◆ Problem requirements
State how many lines in the rows below contain the string "please". Give only the number.

◆ Dataset extract

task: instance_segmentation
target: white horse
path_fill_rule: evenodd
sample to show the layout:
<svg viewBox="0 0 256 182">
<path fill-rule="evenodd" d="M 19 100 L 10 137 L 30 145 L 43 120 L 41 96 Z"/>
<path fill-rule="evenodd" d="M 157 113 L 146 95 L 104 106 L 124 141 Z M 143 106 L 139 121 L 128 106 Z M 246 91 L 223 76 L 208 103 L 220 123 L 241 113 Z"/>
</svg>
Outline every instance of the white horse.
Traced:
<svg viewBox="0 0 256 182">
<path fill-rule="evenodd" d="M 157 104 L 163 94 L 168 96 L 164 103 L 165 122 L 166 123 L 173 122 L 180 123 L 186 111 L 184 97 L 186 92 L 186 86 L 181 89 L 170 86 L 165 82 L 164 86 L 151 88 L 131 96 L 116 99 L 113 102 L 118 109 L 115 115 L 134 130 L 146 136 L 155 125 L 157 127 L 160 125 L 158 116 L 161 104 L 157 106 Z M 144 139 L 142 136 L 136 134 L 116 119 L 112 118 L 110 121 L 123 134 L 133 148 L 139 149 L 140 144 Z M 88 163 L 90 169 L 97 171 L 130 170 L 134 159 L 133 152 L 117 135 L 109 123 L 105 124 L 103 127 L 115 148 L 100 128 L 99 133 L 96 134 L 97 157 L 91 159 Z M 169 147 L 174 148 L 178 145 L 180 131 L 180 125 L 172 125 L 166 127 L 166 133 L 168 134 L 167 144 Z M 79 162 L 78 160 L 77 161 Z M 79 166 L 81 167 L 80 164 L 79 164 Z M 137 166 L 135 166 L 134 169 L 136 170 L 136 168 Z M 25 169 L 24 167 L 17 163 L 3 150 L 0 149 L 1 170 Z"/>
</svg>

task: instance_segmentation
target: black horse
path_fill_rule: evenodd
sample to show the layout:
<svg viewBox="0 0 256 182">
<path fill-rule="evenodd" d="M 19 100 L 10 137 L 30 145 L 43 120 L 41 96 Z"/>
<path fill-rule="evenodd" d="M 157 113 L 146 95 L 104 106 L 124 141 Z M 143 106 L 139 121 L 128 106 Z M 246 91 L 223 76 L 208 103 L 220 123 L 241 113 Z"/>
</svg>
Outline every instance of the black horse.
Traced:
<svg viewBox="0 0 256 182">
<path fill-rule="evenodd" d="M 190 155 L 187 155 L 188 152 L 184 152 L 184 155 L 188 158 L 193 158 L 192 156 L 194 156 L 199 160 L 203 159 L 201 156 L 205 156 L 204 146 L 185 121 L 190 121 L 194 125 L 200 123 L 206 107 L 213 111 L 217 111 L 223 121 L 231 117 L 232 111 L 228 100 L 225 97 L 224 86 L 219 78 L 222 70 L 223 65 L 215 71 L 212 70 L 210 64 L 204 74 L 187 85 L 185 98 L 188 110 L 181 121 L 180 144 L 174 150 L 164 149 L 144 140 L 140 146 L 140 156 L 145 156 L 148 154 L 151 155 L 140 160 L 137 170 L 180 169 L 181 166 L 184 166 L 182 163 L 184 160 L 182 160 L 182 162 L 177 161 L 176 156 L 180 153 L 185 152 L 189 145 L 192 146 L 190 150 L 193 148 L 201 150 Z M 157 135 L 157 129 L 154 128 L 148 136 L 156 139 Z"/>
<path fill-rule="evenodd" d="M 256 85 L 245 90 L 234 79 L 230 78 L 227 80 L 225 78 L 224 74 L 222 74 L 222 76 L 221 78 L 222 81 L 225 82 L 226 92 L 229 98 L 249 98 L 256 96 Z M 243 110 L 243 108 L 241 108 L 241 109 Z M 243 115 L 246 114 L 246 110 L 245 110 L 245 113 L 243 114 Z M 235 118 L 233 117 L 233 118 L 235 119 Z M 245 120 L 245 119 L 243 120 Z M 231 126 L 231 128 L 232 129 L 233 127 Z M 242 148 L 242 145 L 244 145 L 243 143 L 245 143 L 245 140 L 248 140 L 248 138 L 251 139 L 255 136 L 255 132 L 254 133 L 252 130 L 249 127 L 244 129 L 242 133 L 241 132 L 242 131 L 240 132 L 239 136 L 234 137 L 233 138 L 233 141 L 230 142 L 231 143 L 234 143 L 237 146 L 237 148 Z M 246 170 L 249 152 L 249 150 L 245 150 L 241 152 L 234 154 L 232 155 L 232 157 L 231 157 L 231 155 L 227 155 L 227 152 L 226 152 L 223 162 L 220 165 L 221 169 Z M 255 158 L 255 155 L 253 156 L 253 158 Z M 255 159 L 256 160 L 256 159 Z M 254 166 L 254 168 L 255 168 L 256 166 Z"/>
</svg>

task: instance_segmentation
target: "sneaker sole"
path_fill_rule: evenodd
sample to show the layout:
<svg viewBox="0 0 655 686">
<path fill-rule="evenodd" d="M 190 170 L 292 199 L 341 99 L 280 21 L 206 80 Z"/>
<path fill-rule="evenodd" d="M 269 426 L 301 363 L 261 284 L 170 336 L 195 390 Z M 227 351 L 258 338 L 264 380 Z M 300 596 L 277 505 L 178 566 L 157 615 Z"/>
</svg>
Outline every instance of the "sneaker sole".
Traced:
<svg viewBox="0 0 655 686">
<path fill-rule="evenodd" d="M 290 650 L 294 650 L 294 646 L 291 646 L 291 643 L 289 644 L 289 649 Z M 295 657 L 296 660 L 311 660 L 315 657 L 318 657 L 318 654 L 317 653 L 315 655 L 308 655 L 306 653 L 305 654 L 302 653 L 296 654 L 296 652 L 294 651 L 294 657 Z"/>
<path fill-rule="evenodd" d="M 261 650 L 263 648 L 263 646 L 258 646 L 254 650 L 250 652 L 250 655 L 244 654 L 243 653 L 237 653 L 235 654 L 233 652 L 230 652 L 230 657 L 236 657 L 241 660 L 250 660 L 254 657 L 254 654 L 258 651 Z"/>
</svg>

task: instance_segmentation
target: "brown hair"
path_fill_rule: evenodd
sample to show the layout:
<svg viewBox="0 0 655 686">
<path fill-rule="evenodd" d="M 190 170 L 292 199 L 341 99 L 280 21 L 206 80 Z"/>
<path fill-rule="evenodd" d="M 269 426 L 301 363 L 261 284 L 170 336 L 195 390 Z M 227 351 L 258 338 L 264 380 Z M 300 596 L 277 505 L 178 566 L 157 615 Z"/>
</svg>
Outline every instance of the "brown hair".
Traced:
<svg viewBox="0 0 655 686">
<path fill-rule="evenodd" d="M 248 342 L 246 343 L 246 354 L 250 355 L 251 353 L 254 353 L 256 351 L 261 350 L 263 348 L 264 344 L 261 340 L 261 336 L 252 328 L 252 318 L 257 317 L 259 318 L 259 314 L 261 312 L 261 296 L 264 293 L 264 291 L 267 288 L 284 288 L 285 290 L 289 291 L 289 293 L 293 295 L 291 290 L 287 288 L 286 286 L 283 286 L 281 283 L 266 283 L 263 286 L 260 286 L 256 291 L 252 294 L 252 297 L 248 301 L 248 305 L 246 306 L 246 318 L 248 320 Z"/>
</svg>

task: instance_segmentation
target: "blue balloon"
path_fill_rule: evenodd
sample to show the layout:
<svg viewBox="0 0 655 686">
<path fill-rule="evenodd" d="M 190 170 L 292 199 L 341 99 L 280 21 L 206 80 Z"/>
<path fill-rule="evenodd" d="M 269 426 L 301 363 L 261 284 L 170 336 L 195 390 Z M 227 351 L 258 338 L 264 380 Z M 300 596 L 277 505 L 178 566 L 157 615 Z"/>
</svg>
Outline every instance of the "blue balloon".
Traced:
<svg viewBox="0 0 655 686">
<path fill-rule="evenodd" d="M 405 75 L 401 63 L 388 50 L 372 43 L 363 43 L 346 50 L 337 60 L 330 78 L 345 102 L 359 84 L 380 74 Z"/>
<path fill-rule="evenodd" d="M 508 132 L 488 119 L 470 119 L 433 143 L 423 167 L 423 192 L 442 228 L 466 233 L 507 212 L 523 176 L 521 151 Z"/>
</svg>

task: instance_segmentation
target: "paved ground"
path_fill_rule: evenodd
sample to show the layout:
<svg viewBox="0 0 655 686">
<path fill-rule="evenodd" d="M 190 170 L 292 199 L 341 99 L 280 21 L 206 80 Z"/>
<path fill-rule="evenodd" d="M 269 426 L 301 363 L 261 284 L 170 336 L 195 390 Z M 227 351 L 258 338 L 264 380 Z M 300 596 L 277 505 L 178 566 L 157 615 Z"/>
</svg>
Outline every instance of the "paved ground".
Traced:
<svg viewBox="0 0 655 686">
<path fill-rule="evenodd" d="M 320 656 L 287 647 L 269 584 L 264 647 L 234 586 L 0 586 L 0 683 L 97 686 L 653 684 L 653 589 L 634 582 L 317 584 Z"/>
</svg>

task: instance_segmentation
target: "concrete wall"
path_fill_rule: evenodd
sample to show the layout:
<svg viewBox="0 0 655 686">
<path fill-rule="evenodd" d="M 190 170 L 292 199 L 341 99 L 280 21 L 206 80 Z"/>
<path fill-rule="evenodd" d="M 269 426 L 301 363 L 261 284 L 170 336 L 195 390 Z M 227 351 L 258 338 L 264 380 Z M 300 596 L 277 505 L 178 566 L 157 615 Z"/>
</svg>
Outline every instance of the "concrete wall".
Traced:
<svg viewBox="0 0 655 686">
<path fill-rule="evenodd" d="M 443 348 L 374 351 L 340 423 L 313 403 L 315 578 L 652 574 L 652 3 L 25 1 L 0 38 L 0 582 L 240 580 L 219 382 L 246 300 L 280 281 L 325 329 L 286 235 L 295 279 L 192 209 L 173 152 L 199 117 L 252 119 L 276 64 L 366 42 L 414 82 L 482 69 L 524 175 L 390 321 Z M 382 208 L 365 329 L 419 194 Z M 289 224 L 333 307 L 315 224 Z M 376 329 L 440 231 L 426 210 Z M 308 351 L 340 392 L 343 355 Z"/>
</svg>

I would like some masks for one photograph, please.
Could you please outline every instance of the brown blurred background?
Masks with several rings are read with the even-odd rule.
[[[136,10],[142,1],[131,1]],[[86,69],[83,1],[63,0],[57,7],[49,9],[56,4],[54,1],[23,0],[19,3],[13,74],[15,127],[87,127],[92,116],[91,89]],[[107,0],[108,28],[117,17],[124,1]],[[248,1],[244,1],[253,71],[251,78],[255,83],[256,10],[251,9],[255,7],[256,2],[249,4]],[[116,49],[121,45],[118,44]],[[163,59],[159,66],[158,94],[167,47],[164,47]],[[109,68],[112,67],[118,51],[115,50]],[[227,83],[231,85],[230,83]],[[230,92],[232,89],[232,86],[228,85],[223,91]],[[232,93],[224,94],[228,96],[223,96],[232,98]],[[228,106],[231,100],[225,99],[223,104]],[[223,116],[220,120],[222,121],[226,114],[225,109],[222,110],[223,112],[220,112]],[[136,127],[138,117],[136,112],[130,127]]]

◆ Answer
2